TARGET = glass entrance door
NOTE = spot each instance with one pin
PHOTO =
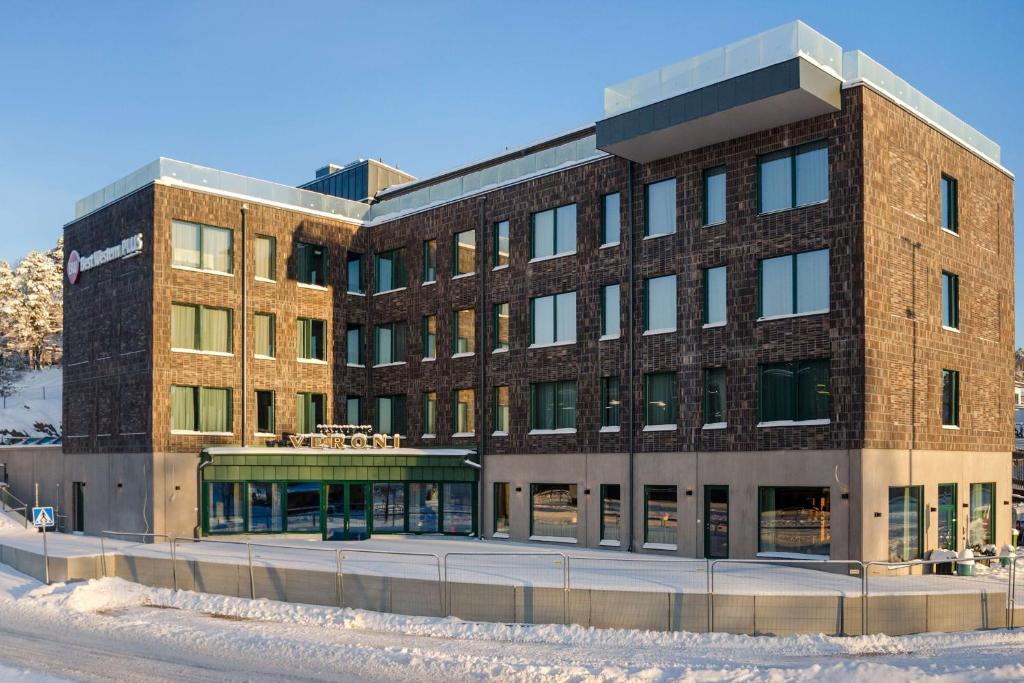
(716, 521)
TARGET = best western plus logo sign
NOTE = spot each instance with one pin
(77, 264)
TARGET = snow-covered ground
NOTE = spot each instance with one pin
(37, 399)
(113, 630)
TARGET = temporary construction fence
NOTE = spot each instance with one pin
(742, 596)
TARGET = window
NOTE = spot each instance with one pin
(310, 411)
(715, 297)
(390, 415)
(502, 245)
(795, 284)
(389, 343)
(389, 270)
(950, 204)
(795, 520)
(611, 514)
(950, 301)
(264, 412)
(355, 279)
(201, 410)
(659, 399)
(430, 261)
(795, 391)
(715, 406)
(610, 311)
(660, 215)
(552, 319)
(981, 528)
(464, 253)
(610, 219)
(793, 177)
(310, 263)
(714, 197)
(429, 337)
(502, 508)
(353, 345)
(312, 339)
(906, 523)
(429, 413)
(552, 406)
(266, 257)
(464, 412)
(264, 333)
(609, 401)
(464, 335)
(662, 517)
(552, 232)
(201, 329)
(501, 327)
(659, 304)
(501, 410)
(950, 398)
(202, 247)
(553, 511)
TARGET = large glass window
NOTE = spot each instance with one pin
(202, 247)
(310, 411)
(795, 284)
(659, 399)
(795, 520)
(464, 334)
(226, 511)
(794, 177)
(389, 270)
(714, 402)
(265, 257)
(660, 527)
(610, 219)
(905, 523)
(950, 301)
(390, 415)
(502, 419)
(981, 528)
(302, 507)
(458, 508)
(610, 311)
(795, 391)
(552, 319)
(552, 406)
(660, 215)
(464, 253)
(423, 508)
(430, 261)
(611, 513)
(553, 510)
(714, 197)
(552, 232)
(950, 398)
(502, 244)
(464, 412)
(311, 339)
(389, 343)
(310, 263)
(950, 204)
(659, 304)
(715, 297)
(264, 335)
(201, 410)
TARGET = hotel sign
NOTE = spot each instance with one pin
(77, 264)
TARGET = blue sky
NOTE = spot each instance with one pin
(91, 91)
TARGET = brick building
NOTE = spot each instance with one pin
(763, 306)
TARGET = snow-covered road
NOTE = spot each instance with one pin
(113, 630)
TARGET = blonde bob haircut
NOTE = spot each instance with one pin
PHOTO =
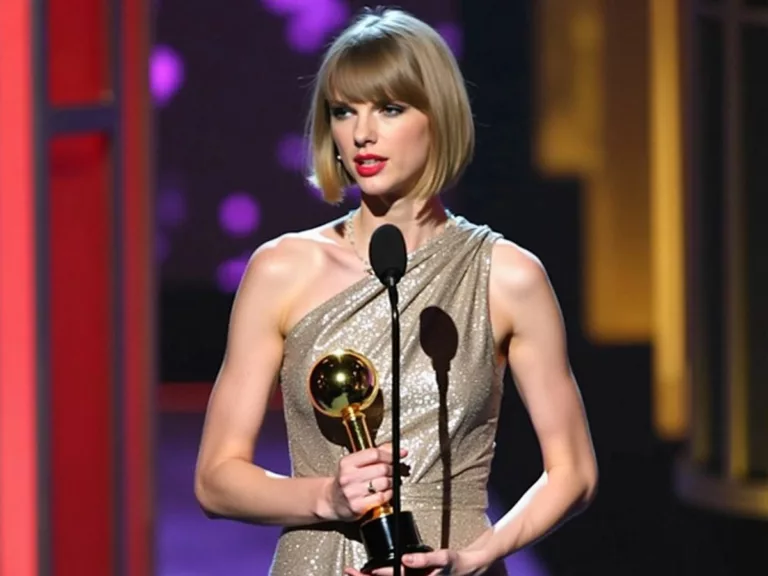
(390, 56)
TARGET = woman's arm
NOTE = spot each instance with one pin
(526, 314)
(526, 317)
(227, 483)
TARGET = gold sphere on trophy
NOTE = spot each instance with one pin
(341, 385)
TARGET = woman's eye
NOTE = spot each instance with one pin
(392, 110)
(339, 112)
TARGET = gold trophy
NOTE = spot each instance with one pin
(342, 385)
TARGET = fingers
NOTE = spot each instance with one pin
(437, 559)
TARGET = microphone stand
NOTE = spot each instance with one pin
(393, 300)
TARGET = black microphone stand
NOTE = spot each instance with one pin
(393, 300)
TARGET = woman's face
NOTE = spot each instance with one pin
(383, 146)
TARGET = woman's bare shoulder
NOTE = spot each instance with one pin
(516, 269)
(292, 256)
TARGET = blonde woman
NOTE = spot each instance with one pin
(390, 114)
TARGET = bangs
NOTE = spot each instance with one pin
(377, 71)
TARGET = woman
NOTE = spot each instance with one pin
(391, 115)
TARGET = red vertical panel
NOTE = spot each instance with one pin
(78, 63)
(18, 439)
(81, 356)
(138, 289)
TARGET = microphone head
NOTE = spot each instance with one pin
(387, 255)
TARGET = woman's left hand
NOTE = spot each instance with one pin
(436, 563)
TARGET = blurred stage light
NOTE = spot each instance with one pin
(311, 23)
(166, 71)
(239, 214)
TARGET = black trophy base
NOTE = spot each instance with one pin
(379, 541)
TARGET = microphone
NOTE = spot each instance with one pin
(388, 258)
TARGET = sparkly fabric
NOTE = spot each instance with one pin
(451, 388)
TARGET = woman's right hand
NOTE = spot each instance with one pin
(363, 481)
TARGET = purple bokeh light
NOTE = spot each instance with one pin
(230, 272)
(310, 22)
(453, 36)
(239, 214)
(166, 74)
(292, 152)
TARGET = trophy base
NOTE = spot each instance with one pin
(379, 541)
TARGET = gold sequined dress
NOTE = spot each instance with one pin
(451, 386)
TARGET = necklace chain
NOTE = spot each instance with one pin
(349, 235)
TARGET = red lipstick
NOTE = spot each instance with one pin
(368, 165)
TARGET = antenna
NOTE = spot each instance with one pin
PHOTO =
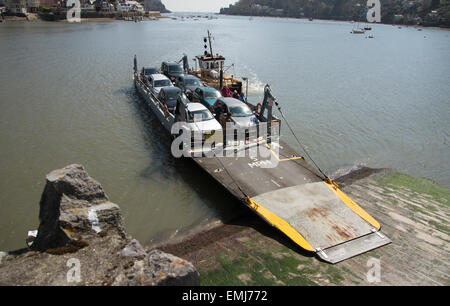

+++++

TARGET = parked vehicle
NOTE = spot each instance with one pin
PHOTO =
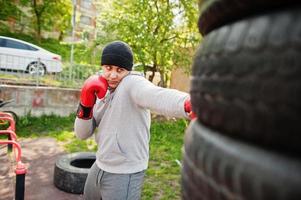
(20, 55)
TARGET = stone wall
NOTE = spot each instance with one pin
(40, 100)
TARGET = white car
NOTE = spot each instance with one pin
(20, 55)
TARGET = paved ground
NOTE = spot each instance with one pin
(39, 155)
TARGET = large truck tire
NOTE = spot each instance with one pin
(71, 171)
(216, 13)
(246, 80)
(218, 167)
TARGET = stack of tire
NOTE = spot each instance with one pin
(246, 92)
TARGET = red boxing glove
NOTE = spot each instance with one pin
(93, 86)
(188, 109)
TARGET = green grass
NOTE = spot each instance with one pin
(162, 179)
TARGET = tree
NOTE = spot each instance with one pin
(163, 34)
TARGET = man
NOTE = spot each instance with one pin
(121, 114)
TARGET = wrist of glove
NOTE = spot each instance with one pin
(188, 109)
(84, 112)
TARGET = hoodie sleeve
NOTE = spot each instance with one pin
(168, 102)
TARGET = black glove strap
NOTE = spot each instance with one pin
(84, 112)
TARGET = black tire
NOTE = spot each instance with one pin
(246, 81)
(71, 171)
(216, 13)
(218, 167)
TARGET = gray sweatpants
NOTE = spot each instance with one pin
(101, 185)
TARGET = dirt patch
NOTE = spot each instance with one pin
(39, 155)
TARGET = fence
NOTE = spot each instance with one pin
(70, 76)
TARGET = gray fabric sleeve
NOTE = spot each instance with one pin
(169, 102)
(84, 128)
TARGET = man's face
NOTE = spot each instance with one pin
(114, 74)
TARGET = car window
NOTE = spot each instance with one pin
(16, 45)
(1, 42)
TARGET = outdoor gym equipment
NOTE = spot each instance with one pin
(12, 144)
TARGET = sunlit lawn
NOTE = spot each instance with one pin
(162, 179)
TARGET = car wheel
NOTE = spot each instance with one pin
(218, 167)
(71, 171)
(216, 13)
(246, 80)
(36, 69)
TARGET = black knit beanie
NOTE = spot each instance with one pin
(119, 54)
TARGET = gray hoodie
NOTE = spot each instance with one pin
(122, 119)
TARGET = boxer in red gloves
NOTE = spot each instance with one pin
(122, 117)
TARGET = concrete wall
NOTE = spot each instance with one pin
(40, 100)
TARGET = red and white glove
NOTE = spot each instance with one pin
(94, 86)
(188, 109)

+++++

**YOUR GOAL**
Return every line of the rows that contains the word "woman", matching case exactly.

**RESULT**
TARGET = woman's arm
TARGET = woman's eye
TARGET = woman's face
TARGET = woman's bare shoulder
TARGET = blonde woman
TARGET = woman
TARGET = woman's left hand
TARGET = woman's right hand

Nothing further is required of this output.